======== Article ========

I've had a look through paint layout conditional keywords and keyword modifiers but none of these seem to offer any solution. My current solution is to create a recursively nested asset listing but that's going to really hurt when it's generated (if I can get it to work).


(Evan Wills) #2

Update

 

The recursive asset listing works... Sort of...

 

When listing less than a couple of thousand URLs it renders, however, when I get over a certain limit (I haven't worked out how many) I get a "504 Gateway Time-out".

 

For anyone who want's to try this at home:

 

I'm using two asset listings.

The first one just uses static root nodes and a custom design to deliver "application/xml" mime type. The "Default Format" has two <DIV>s the first renders the XML for the URL, the second nests the second listing

The second asset listing uses the same static root nodes but with a "Dynamic Parameters" - SESSION Variable Name: list_current_asset_id. The "Default Format" has a linked XML <DIV> from the first asset listing and a nested content div nesting the listing itself.

 

Because we don't want to list certain types of assets but do want to list their children, I'm using custom formats for those assets but not rendering the XML for the URL, only nesting the listing itself. (if that makes any sense at all)


(Tim Davison) #3

You should be able to do this with one asset listing.  In the details section there should be link types to limit it by.  Default is TYPE1+2 for asset listings.  Just changes this to TYPE1 only and that should do what you want. 

 

Direct links only will be limiting you to single parent-child set, which I suppose you could nest recursively in theory, but I'm not sure the 'list_current_asset_id' values updates itself like that, i.e. when it exists one recursive scope I don't think it returns to the enclosing context.


(Evan Wills) #4

Hi Tim

 

When I turn on Type 1 only, I loose all the grand child (and their decedent) assets of the assets of the root node(s).

The recursive "list_current_asset_id" technique works when I'm listing a subsection of my site (say 3,000 assets) but times out when I try to list my whole site.


(Tim Davison) #5

That's odd.  Make sure direct links only is turned off.  It should follow all TYPE1 links and include the children.

 

Or are there TYPE1's under TYPE2's?  If that's the case then no, they won't be followed. But how would you represent them in the sitemap anyway?

======== Record extracts ========

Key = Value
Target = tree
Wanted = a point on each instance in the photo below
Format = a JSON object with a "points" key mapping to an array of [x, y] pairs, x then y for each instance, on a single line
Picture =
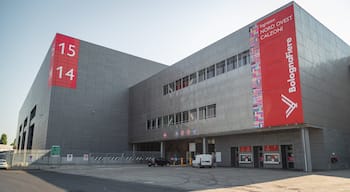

========

What you need to do:
1. In the forum thread, turn the paragraph starting "The second asset listing uses the same static root nodes" into a short list that keeps its main facts.
2. According to the forum thread, what error shows up when the recursive asset listing goes past a certain number of URLs?
Work only from the forum thread for what follows, not from the items.

Outputs in order:
1.
- Uses the same static root nodes as the first listing.
- Adds a "Dynamic Parameters" setting with the SESSION Variable Name list_current_asset_id.
- Its "Default Format" holds a linked XML <DIV> from the first asset listing and a nested content div that nests the listing itself.

2. A "504 Gateway Time-out".